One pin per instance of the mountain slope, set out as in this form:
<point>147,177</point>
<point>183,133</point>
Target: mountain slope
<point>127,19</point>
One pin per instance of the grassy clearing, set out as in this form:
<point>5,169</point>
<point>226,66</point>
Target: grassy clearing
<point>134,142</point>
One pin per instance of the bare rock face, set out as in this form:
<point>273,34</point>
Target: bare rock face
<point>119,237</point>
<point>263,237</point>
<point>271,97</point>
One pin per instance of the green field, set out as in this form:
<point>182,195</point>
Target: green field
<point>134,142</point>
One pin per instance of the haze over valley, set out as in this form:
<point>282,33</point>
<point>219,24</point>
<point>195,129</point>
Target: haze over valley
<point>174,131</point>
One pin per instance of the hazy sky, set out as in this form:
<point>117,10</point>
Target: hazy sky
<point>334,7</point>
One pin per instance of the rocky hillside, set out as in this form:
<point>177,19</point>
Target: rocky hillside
* * *
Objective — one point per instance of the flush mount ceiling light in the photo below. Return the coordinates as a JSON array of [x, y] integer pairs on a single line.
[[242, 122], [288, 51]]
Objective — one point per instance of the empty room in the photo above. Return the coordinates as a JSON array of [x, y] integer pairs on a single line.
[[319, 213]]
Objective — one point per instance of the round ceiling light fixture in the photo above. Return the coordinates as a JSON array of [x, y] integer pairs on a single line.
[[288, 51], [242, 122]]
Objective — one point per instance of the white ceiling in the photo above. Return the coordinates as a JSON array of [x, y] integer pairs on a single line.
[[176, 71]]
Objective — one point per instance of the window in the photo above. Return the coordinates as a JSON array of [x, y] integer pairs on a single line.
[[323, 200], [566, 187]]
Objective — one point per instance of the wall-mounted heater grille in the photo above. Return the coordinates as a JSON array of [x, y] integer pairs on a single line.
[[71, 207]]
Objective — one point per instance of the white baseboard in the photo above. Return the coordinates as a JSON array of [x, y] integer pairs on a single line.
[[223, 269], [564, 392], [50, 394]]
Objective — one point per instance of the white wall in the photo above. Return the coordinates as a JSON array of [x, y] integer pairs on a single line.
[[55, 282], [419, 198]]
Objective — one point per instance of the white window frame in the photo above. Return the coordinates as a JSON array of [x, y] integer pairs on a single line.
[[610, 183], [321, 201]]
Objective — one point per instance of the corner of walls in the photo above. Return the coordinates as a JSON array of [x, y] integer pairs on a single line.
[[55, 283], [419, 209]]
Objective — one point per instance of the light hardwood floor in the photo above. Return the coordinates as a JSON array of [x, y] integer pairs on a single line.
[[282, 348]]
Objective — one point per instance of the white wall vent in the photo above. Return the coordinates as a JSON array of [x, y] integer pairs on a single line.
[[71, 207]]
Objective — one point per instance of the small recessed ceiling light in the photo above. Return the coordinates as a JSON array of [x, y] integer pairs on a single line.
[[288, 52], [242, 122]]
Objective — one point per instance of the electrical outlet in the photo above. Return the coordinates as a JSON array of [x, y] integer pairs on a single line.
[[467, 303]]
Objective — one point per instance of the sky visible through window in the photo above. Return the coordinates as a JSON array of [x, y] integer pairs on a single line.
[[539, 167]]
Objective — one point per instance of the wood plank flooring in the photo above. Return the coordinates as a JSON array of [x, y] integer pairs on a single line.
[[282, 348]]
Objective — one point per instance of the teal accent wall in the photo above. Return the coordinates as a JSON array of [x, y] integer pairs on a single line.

# What to work on
In the material above, locate the line containing "Target: hazy sky" and the line containing "Target: rocky hillside". Transcribe exactly those two lines and every line between them, and nothing more.

# Answer
Target: hazy sky
<point>334,7</point>
One pin per instance of the rocky hillside, set out as in this form:
<point>177,19</point>
Target: rocky hillside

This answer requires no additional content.